== ARTICLE ==
━━━━━━━━

Significantly, there is no such sign in English. Not only is Afghanistan restoring its most emblematic building, it is doing so entirely by itself. Funding is Afghan, and so are its architects, engineers and workers — even its technical advisers. Moreover, a surprising percentage of the professional staff are women, 25 percent, despite the lack of any gender quotas imposed by international donors — of which there are none.

The price tag, too, is Afghan: $20 million has been budgeted for the four-year project to rebuild the three-story, 107-foot-high palace. A few years ago, according to Omara Khan Masoudi, the former head of the National Museum, the United States carried out a feasibility study that calculated a $200 million cost for rebuilding the 150-room building, using foreign contractors, and the idea was rejected as impossibly costly.

━━━━━━━━

== ENTRIES PROVIDED ==
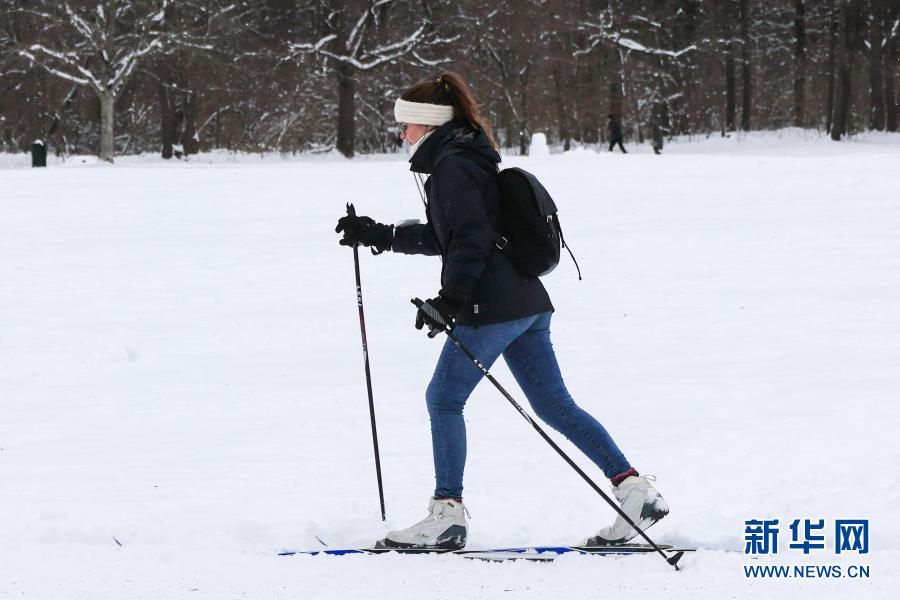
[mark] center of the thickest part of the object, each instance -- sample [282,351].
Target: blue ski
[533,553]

━━━━━━━━

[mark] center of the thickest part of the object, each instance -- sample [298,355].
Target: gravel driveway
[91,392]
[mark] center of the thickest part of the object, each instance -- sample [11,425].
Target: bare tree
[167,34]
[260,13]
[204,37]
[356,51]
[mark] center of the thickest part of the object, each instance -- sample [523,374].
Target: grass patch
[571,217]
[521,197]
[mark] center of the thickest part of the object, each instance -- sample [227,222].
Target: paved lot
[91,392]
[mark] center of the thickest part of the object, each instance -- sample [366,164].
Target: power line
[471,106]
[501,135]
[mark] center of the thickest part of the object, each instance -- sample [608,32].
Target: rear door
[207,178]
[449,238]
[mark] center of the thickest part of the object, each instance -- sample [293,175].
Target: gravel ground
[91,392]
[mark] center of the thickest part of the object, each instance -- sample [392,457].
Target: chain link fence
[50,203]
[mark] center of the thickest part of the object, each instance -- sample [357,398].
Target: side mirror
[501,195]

━━━━━━━━

== JOBS ==
• a. Duplicate the passage on Afghanistan's palace rebuilding from "Significantly, there is" up to and including "there are none.".
• b. Carry on the passage about Afghanistan rebuilding its palace, starting after its final sentence.
The listing above comes from a separate source.

== RESPONSE LIST ==
• a.
Significantly, there is no such sign in English. Not only is Afghanistan restoring its most emblematic building, it is doing so entirely by itself. Funding is Afghan, and so are its architects, engineers and workers — even its technical advisers. Moreover, a surprising percentage of the professional staff are women, 25 percent, despite the lack of any gender quotas imposed by international donors — of which there are none.

• b.
When the project first got underway in 2016, according to Nilofar Langar, spokeswoman for the ministry of urban development, the first job was cleaning 600 tons of debris from the vast building, everything from human and animal waste to bullet and artillery casings. A foreign company bid $1 million to do the initial cleanup; a gang of Afghan laborers, led by women employed by the ministry, did it for $30,000, Ms. Langar said. “We saved $970,000.”

President Ashraf Ghani has championed the project as an exercise in national pride, visiting the site three times to check on its progress. He has pointedly refused any international help — although some donors may well note that because they underwrite most of Afghanistan’s budget, it is arguably international money in the end.